● **Activity**
Output the full listing that appears below, exactly as it is presented.

● **Task material**
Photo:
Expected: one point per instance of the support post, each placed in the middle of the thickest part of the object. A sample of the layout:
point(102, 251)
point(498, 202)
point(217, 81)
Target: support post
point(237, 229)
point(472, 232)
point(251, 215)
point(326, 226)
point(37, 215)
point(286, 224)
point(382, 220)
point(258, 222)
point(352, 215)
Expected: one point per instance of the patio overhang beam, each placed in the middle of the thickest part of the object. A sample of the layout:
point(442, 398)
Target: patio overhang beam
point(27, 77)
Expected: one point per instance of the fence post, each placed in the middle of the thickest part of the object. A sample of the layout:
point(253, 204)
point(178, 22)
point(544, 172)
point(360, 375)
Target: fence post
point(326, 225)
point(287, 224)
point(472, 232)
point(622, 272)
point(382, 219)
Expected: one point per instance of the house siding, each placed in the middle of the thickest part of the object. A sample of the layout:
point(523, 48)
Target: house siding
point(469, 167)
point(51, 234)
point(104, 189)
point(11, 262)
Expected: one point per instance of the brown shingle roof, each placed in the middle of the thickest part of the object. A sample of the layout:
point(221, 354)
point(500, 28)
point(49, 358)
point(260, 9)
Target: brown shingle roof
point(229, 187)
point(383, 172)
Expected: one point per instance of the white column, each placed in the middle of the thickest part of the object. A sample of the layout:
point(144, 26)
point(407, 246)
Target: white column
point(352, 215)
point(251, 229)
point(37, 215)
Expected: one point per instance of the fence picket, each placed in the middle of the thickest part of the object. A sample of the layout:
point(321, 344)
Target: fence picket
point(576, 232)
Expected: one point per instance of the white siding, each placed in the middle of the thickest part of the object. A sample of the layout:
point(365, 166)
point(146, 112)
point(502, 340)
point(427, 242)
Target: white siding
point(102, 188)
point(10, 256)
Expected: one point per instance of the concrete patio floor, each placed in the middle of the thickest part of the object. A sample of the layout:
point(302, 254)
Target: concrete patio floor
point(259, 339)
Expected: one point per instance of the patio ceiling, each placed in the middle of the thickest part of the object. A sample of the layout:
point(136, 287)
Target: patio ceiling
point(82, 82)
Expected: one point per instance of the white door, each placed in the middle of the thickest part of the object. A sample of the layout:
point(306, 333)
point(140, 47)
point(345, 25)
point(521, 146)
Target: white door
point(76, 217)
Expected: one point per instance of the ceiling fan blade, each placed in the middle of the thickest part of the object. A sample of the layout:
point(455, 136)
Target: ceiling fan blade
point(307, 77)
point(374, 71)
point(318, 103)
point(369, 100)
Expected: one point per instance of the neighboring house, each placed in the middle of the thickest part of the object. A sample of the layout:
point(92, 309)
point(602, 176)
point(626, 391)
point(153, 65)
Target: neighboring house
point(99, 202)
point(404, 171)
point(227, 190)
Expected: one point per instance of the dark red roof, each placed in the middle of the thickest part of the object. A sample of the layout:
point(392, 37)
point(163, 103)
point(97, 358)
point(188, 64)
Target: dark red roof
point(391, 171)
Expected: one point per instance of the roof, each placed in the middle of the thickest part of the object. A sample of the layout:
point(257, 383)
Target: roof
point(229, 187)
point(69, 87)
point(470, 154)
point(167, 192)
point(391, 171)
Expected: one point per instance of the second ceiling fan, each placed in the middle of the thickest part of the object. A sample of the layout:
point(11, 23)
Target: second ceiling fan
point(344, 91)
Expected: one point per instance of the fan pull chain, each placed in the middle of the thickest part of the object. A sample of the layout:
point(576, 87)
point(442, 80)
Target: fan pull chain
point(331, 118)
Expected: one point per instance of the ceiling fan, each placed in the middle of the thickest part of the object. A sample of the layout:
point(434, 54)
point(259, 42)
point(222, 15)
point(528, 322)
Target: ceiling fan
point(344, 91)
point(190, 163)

● **Answer area**
Photo:
Expected: one point per instance of the support post, each placed in the middle of the thickest part of the object. A sample of the layout:
point(102, 251)
point(498, 202)
point(217, 81)
Target: support post
point(237, 229)
point(472, 232)
point(251, 215)
point(326, 226)
point(37, 215)
point(286, 224)
point(382, 220)
point(258, 222)
point(352, 215)
Expected: one point per instance of the patio overhang beam, each placed in the middle of the thickest part of the object. A sample of the layout:
point(442, 398)
Target: patio overhang beam
point(27, 77)
Expected: one point per instance of the fence post, each placed in the middle of the thickest part of the object. A sample of the layout:
point(253, 204)
point(178, 22)
point(544, 172)
point(360, 375)
Target: fence post
point(326, 225)
point(287, 224)
point(472, 232)
point(622, 272)
point(382, 219)
Expected: one point per instance of the house siding, each placed in the middle of the thickest part of the object. A sample of the layout:
point(523, 48)
Target: house siding
point(469, 167)
point(51, 234)
point(104, 189)
point(11, 262)
Expected: one point per instance of the brown shingle roof, each placed in the middle of the thickest part of the object. A sample of the layout:
point(221, 354)
point(500, 28)
point(49, 358)
point(260, 9)
Target: brown shingle roof
point(229, 187)
point(383, 172)
Expected: one point per instance of the white column, each placed in the middle of the thickest part of the object. A sample of the layout:
point(144, 26)
point(407, 246)
Target: white column
point(352, 215)
point(251, 229)
point(37, 215)
Expected: one point per instance of the fence picket, each placed in the middle of the thickest part of the object. A sample of the layout:
point(321, 344)
Target: fence picket
point(576, 232)
Expected: one point per instance of the white siding, each placed in the middle of the thickest part of the object. A sample of the layout:
point(365, 166)
point(146, 112)
point(502, 340)
point(427, 242)
Target: white siding
point(102, 188)
point(10, 256)
Expected: one point per instance of the concrete patio floor, each placed in the middle of the thickest part of the object. A sample of the layout:
point(302, 254)
Target: concrete patio floor
point(259, 339)
Expected: one point per instance of the patio ceiling, each placed in the middle of the thickest part of the object. A sample of the layout:
point(136, 287)
Target: patio ceiling
point(82, 82)
Expected: one point per instance of the white door, each placed in the middle of the thickest part of the object. A sample of the layout:
point(306, 333)
point(140, 47)
point(345, 25)
point(521, 146)
Target: white door
point(76, 217)
Expected: one point per instance of the ceiling fan blade, each placed in the middle of the thickest part of the object. A sample of the layout:
point(455, 136)
Target: ceiling fan blade
point(307, 77)
point(374, 71)
point(318, 103)
point(369, 100)
Expected: one point per instance of the neighboring house, each placed in the middle of the thickest part of the object. A sample of the layout:
point(92, 309)
point(602, 176)
point(626, 391)
point(153, 65)
Target: neighboring house
point(99, 202)
point(404, 171)
point(227, 190)
Expected: one point per instance of the dark red roof, each placed in the middle of the thickest part of the object. A sample of the layout:
point(392, 37)
point(163, 103)
point(97, 358)
point(188, 64)
Target: dark red roof
point(391, 171)
Expected: one point per instance of the roof, each placed in the middle of the thickest part of the object. A sample of the layout:
point(257, 383)
Target: roof
point(229, 187)
point(69, 87)
point(470, 154)
point(167, 192)
point(391, 171)
Expected: one point per instance of the second ceiling fan, each placed in the middle of the thickest part of the object. A sample of the layout:
point(11, 23)
Target: second ceiling fan
point(344, 91)
Expected: one point per instance of the fan pull chain, each placed in the middle of the thickest part of the object. A sample of the layout:
point(576, 87)
point(442, 80)
Target: fan pull chain
point(331, 118)
Expected: one point per instance of the ceiling fan, each placed in the middle of the thickest part of the object. A sample of the layout:
point(434, 54)
point(259, 42)
point(222, 15)
point(528, 322)
Target: ceiling fan
point(344, 91)
point(190, 163)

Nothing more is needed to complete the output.